EXERCISE GOAL: Substitute "place a dot" for "drop a marker" everywhere in the records below, leaving all other text unchanged. Omit the pictures from your answer.

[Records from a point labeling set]
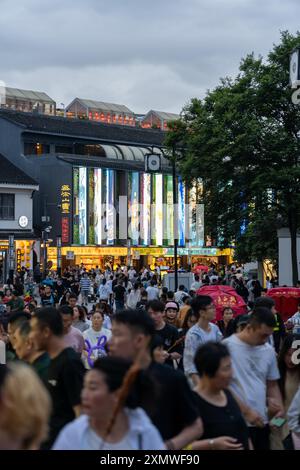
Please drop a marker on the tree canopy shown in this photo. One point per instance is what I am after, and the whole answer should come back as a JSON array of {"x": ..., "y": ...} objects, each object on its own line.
[{"x": 242, "y": 139}]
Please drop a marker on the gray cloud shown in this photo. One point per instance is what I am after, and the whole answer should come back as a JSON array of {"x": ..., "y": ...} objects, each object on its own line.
[{"x": 146, "y": 55}]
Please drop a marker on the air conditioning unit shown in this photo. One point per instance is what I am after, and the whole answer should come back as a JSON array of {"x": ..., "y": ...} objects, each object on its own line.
[{"x": 153, "y": 163}]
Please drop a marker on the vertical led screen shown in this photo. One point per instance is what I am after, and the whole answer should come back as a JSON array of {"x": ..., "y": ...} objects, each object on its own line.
[
  {"x": 168, "y": 216},
  {"x": 82, "y": 206},
  {"x": 181, "y": 213},
  {"x": 145, "y": 185},
  {"x": 110, "y": 209},
  {"x": 159, "y": 209},
  {"x": 76, "y": 206},
  {"x": 133, "y": 207},
  {"x": 98, "y": 205},
  {"x": 192, "y": 215},
  {"x": 91, "y": 212}
]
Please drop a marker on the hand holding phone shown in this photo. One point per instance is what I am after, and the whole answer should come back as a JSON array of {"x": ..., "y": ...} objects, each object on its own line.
[{"x": 277, "y": 422}]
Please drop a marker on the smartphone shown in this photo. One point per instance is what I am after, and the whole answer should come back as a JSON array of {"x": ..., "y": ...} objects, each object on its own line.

RESULT OF THE TASK:
Please place a dot on the tree canopy shown in this photo. One point per instance is what I am after, and the whole answer should come back as a JSON array of {"x": ..., "y": ...} objects, each object on its own line.
[{"x": 242, "y": 139}]
Please place a dot on the gray cloud shown in this photo. One point per instance is what I am after, and the whole answer should come back as a JSON array of {"x": ..., "y": ...} objects, each object on its own line.
[{"x": 146, "y": 55}]
Please place a dot on the air conditioning unit shown in this photo. One point per instance is what I am after, and the whole answer should come back as a JSON array of {"x": ..., "y": ...} objects, each object on its own line.
[{"x": 153, "y": 163}]
Please place a dot on the vertical led screen shown in this photo. One point per instance is what I am after, and the whole answer should come back as a JSON array of {"x": ..., "y": ...} objects, each object on its own line.
[
  {"x": 168, "y": 216},
  {"x": 82, "y": 206},
  {"x": 181, "y": 213},
  {"x": 145, "y": 185},
  {"x": 110, "y": 209},
  {"x": 159, "y": 209},
  {"x": 76, "y": 206},
  {"x": 133, "y": 207},
  {"x": 98, "y": 205},
  {"x": 192, "y": 215},
  {"x": 91, "y": 212}
]
Please place a dot on the hand holding phone shown in this photo. One point per instance is what I am after, and the whole answer should come back as a JSON array of {"x": ..., "y": ...} objects, each object on its own line.
[{"x": 277, "y": 422}]
Please place a dot on the smartphone shown in this photo. One point per instance is what I am after, and the whole answer should come back as a JSON array of {"x": ..., "y": ...} objects, each object on its own line.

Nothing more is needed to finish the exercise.